### Exercise
State how many lines of the records below contain the string "shirt". Give only the number.

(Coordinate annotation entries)
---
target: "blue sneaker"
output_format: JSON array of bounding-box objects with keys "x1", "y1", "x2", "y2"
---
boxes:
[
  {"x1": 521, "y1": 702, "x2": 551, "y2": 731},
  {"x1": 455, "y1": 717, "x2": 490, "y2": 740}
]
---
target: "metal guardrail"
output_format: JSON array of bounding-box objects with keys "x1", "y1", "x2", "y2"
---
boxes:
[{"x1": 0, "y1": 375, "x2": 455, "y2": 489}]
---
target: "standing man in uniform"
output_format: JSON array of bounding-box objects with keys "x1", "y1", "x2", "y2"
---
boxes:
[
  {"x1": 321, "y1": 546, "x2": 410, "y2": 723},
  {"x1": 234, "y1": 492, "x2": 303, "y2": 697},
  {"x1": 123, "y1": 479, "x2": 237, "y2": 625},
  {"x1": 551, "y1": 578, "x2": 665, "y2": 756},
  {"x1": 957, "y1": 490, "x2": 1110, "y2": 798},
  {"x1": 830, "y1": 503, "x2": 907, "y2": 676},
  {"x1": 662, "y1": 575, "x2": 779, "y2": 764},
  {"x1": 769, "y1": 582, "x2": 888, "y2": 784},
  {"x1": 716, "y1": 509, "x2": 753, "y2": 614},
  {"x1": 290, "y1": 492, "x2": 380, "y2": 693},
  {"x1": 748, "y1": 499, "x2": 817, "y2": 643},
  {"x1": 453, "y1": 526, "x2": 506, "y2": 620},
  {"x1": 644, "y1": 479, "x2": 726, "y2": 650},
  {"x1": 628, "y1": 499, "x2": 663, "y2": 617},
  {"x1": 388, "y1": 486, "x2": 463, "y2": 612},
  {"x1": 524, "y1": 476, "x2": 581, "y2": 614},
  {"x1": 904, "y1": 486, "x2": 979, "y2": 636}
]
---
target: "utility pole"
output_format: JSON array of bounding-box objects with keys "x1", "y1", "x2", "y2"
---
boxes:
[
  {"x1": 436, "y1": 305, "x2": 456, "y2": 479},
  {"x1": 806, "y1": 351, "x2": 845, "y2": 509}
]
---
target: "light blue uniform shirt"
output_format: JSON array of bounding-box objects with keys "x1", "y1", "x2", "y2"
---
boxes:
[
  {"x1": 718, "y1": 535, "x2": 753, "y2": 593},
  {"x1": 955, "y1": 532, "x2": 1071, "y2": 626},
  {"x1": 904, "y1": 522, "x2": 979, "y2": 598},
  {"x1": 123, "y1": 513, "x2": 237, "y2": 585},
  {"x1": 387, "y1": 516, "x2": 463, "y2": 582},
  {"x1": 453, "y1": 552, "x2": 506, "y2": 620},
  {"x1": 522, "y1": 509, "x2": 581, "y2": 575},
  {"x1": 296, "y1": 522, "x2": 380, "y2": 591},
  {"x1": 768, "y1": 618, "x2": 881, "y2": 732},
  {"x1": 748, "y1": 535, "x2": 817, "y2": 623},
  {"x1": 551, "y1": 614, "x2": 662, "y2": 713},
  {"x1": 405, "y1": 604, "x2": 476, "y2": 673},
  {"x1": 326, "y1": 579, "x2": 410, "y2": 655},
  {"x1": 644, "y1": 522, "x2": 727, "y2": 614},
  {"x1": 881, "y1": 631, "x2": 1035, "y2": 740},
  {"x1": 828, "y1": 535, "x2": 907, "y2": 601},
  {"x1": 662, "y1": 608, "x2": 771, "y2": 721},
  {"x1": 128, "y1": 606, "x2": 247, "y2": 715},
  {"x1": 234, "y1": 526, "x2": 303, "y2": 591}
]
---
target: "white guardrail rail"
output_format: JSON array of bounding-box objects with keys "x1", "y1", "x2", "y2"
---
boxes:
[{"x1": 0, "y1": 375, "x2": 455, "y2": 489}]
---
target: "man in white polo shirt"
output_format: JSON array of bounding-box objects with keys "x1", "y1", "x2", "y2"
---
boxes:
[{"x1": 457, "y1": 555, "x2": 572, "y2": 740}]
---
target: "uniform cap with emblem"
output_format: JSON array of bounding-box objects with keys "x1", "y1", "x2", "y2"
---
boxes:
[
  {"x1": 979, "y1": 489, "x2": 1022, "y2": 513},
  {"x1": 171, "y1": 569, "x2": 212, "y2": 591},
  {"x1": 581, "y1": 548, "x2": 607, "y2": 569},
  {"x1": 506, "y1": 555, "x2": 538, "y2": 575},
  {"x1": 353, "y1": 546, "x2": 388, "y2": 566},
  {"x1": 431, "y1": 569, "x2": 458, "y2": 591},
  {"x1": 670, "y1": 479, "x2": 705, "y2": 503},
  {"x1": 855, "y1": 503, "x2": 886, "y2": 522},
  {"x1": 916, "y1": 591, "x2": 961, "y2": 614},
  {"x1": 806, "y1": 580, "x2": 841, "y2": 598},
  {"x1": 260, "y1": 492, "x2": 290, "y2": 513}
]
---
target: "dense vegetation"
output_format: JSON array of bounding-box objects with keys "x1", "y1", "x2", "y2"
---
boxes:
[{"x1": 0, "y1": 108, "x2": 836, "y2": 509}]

### Completed task
2